Extract every line of the listing below that contains the word "standing". Copy each of those lines in full.

### Records shown
═══
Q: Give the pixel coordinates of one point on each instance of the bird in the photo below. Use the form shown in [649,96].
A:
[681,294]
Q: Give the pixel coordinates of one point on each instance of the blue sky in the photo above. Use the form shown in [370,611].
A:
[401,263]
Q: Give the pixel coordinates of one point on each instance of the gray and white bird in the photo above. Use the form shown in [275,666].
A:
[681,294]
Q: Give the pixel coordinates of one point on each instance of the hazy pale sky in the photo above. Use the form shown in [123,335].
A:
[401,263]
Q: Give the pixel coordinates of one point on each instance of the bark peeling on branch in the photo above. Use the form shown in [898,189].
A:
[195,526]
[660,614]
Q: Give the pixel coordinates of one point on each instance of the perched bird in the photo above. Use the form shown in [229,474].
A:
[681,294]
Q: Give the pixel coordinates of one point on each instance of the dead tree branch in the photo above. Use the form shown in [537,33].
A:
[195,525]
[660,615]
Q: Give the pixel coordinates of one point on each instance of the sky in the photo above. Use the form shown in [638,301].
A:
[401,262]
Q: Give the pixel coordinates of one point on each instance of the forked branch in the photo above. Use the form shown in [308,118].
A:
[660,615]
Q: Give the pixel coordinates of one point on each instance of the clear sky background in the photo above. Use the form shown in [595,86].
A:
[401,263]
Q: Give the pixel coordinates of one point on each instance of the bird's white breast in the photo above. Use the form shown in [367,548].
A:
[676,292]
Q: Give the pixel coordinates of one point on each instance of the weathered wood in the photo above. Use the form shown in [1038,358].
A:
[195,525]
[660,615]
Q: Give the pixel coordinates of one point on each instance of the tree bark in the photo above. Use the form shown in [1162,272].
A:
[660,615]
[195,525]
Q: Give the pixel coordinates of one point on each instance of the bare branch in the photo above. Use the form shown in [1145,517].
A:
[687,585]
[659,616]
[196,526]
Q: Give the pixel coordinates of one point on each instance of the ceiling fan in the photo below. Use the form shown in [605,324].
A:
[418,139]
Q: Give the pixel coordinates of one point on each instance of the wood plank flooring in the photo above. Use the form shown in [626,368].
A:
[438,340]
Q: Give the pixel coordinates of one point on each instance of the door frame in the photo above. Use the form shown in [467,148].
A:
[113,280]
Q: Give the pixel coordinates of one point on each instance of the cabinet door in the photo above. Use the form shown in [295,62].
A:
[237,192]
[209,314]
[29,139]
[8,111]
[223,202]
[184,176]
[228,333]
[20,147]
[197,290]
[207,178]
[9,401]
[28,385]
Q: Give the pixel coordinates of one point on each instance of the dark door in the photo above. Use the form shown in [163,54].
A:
═══
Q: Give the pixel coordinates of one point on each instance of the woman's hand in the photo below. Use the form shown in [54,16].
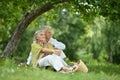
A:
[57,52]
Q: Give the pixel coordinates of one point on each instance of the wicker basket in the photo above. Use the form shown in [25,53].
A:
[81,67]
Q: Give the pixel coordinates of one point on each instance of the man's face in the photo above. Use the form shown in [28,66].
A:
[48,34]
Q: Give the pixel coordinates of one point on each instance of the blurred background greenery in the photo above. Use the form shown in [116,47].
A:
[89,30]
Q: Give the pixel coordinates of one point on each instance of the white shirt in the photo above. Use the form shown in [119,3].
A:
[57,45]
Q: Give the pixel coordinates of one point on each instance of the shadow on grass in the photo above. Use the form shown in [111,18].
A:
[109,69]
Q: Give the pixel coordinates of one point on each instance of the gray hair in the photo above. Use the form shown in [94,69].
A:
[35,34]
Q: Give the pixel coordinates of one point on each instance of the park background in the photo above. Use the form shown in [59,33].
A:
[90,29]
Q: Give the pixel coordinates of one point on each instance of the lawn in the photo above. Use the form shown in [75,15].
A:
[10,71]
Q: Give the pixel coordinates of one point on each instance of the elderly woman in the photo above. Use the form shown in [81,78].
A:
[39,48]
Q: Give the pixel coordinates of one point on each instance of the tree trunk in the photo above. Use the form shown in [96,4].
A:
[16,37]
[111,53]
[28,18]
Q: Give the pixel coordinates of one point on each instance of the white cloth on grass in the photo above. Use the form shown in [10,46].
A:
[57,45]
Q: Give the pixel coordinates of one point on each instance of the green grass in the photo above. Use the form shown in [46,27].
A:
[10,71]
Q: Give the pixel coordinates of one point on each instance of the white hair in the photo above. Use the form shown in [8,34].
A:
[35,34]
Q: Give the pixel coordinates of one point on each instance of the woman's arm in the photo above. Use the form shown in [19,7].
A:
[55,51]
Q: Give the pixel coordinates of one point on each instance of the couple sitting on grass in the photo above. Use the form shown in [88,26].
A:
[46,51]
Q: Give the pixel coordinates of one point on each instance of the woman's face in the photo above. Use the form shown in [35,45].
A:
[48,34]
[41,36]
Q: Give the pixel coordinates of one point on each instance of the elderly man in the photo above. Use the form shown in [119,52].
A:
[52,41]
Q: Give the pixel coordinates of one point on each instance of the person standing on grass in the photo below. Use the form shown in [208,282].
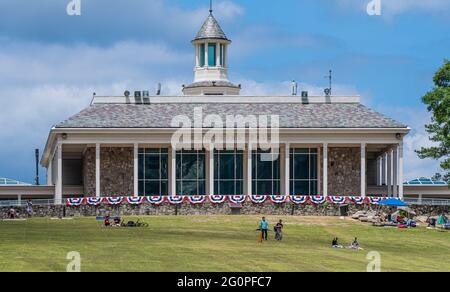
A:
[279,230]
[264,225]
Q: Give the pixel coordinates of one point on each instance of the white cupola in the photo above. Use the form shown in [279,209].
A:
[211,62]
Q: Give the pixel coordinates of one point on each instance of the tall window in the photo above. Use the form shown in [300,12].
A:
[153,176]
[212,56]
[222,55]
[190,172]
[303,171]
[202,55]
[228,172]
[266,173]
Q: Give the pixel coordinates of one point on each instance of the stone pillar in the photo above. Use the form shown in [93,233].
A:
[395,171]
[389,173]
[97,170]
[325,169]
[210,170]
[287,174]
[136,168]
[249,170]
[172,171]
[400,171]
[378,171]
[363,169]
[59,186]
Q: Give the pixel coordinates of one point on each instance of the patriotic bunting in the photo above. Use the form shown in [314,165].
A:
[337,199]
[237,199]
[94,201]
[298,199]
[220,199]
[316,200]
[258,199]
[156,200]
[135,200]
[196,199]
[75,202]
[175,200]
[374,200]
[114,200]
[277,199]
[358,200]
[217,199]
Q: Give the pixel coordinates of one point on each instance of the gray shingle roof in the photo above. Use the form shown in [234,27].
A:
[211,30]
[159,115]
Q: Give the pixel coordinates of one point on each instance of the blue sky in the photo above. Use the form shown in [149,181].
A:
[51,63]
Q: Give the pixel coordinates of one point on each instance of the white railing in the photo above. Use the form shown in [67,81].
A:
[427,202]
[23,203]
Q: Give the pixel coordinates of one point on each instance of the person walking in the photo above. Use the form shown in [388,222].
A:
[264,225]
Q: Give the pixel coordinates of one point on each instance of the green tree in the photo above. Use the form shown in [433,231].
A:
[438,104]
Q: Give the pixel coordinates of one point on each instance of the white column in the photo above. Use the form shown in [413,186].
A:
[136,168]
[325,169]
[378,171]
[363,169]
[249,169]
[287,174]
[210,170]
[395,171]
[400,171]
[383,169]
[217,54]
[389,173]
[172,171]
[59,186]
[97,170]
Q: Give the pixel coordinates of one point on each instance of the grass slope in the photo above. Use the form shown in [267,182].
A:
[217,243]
═══
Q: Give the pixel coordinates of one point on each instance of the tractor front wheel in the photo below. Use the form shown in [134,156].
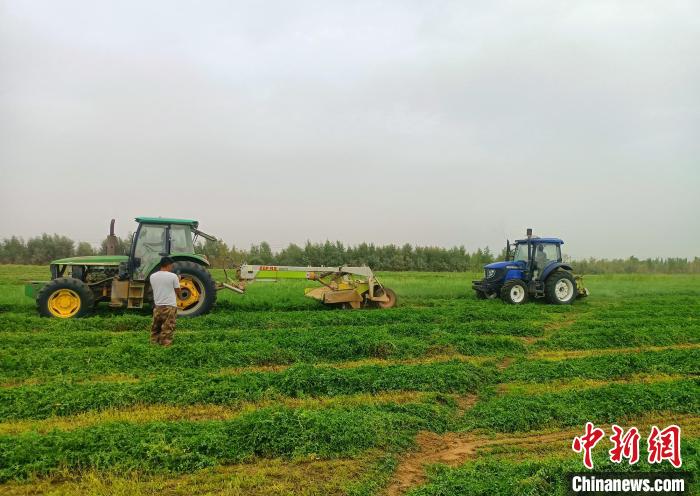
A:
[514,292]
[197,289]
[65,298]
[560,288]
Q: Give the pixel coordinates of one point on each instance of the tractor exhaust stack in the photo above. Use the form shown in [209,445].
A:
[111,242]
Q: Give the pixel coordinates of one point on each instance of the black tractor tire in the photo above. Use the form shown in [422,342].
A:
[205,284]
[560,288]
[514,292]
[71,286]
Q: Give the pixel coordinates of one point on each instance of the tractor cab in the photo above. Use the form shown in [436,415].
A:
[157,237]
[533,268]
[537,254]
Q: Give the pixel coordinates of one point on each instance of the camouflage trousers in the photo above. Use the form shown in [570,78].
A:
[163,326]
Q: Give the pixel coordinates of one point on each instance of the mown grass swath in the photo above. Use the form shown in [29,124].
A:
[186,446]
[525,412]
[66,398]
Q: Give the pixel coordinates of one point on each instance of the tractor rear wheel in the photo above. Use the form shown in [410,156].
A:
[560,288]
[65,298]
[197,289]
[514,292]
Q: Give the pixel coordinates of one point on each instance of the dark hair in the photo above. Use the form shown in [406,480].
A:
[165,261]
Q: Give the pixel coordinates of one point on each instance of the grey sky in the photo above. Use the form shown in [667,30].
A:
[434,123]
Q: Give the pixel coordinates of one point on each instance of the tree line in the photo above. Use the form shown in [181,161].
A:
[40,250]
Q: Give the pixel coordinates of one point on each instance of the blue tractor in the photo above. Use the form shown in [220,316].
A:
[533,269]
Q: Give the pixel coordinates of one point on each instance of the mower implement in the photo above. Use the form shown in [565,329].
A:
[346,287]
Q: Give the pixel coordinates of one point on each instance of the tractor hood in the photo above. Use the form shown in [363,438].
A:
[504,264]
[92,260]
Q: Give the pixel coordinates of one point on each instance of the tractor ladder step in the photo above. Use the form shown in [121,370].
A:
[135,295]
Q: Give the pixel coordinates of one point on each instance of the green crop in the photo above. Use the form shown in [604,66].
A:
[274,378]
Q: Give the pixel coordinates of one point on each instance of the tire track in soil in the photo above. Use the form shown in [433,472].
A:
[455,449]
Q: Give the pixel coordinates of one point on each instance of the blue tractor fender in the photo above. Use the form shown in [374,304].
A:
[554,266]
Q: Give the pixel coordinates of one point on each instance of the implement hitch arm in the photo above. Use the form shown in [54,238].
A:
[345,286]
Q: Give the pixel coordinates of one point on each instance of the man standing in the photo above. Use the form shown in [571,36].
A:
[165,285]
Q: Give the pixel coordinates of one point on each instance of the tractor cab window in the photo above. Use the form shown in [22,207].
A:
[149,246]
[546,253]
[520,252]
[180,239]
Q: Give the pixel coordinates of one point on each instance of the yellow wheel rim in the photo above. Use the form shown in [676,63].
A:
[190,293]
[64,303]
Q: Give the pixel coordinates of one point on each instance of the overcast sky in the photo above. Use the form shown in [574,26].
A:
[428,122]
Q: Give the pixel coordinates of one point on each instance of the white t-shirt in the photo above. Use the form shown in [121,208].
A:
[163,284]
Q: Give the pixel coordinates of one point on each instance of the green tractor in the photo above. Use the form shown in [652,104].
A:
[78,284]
═══
### Result of the exercise
Q: Give the pixel coordinates of one point on each instance of the person standing on grass in the photo below. Use the form shown in [208,282].
Q: Give the pixel coordinates of one point on each instance of the man standing in the photo above. Use the form shown in [571,36].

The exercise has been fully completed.